> [Task goal]: The entries follow. Copy every line in which "neck" appears.

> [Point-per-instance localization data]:
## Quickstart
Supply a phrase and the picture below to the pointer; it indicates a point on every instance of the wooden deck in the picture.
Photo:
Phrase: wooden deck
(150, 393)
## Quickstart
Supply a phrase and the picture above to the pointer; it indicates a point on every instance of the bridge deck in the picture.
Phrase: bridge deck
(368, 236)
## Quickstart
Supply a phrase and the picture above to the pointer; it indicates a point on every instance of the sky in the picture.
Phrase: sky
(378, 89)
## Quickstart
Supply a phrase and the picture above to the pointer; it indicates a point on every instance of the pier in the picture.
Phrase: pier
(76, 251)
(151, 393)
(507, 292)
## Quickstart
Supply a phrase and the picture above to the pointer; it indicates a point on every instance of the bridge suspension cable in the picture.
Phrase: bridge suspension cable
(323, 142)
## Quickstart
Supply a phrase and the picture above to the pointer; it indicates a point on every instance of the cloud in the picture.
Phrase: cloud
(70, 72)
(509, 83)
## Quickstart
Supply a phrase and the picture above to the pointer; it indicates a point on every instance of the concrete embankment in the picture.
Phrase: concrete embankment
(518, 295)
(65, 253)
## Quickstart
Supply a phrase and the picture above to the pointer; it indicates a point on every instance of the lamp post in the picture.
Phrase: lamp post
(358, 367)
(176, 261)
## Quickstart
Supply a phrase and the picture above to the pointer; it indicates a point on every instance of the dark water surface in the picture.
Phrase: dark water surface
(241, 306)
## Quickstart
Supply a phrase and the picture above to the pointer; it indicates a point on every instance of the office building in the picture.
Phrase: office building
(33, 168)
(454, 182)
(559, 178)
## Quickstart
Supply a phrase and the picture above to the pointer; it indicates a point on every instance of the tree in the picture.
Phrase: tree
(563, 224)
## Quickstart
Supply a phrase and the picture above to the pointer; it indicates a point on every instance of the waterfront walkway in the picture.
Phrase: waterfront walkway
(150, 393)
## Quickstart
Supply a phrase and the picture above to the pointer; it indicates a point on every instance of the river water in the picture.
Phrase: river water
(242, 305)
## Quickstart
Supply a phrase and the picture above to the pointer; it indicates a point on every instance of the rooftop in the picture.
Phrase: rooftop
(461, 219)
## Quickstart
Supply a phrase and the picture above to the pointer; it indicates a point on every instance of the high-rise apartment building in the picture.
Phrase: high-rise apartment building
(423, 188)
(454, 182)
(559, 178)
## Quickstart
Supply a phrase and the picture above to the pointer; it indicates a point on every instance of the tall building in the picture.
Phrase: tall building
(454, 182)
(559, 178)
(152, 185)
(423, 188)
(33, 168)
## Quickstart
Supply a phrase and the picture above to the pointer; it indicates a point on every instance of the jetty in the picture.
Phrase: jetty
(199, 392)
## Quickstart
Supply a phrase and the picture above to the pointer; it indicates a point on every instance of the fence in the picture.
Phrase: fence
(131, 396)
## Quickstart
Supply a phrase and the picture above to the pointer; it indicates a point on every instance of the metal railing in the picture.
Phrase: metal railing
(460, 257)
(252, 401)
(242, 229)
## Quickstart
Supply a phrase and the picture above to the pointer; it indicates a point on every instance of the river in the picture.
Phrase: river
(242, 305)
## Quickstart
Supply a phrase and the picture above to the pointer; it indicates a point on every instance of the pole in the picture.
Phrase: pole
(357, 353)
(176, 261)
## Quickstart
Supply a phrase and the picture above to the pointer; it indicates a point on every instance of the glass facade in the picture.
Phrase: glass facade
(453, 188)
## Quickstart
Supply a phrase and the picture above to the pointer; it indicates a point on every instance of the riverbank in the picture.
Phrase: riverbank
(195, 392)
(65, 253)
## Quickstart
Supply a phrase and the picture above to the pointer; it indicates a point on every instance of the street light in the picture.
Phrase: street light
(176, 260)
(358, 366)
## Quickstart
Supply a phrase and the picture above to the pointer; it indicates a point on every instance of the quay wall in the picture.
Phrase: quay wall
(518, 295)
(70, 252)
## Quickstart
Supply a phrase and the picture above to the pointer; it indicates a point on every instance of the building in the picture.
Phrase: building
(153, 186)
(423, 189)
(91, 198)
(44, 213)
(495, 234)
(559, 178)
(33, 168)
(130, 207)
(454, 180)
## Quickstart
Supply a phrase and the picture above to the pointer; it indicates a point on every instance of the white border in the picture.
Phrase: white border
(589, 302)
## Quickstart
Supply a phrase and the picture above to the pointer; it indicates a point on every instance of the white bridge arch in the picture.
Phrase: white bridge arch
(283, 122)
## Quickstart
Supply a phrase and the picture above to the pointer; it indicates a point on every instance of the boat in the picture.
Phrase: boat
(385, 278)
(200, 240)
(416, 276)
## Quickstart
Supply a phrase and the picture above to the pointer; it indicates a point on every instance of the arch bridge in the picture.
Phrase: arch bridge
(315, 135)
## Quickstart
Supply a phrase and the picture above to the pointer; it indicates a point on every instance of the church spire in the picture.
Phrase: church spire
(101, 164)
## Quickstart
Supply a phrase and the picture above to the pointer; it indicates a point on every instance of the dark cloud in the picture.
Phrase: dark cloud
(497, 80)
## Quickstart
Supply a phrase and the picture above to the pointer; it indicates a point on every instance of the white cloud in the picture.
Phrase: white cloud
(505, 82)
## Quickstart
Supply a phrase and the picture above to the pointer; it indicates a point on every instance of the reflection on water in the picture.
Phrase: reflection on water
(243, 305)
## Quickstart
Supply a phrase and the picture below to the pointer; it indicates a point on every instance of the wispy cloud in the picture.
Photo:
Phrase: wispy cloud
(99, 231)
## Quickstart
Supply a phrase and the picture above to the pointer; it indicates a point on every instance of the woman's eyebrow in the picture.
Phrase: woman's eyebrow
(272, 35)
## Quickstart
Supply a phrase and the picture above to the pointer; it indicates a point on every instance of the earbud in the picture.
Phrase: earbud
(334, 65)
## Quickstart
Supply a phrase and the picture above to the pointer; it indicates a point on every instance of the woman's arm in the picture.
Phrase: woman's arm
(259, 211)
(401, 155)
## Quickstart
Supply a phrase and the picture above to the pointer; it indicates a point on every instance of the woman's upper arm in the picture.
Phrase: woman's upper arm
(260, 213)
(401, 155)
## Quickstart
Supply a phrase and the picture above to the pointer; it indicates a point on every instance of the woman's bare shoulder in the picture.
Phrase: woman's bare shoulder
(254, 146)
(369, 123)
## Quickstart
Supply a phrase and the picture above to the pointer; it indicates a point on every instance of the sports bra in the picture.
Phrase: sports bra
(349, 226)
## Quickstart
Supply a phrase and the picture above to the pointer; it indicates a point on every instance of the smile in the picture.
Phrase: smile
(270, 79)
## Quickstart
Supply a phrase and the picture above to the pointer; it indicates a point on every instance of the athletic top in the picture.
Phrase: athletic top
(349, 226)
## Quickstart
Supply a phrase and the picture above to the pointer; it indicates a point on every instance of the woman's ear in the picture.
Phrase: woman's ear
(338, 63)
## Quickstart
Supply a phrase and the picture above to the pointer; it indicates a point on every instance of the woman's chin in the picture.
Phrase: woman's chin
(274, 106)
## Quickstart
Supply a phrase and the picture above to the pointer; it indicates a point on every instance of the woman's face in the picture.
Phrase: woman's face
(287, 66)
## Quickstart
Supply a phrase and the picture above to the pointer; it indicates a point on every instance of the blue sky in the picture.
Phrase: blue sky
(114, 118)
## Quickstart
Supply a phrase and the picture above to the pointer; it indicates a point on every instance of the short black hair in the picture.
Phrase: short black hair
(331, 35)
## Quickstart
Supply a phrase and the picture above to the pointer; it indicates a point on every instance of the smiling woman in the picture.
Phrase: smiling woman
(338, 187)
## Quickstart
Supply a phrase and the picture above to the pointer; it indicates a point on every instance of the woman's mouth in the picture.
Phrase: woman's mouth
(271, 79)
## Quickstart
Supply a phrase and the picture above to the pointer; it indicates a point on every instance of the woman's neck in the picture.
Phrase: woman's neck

> [Solution for this task]:
Supply a phrase and the picture above to the pointer; it indicates a point on every instance of the woman's neck in the picture.
Phrase: woman's neck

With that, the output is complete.